What needs to be done: Write out every line of the material from the line containing "[point] street lamp" through the end, shifting each coordinate in the answers up by 58. Leave all other numbers unchanged.

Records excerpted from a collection
— BEGIN —

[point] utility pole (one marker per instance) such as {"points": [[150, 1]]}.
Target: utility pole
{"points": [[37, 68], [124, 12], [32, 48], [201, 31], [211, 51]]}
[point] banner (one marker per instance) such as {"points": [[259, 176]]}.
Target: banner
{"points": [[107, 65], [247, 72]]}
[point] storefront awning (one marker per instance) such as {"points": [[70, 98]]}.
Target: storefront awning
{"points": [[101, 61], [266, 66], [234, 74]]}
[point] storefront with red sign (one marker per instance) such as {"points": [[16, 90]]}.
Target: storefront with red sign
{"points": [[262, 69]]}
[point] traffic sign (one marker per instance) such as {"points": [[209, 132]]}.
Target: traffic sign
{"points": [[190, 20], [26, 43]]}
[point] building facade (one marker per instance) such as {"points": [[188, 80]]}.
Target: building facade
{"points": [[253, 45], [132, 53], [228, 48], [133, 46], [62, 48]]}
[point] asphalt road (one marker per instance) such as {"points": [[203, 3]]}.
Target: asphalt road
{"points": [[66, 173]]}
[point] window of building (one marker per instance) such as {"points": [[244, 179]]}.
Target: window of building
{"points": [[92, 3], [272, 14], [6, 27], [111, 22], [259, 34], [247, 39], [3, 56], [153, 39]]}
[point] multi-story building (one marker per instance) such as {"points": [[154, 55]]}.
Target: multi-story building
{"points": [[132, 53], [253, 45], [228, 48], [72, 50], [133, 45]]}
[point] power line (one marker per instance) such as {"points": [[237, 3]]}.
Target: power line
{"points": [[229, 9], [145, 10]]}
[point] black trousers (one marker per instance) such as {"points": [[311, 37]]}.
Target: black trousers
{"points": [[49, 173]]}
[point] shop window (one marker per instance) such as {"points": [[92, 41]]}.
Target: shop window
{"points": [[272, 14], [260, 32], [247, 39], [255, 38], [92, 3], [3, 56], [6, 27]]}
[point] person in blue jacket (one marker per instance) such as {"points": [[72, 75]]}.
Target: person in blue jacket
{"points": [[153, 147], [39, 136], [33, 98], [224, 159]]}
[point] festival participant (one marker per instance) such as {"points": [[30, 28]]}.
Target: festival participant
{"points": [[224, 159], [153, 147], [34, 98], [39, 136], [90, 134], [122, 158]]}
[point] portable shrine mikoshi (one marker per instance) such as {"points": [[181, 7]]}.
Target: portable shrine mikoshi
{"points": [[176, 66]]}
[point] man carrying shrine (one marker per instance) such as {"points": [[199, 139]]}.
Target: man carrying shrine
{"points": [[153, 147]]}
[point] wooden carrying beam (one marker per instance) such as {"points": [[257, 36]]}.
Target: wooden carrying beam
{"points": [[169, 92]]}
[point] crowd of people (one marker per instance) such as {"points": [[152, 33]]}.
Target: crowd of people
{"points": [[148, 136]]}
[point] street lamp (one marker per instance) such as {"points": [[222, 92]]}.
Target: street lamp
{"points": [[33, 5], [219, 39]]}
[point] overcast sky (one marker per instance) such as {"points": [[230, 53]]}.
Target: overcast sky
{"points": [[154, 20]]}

— END —

Exercise response:
[point] street lamp (one marker per instance) such as {"points": [[222, 92]]}.
Target: street lamp
{"points": [[91, 63], [277, 97]]}
[point] overcast sky (one marker per instance) such as {"points": [[230, 53]]}.
Target: overcast sky
{"points": [[212, 78]]}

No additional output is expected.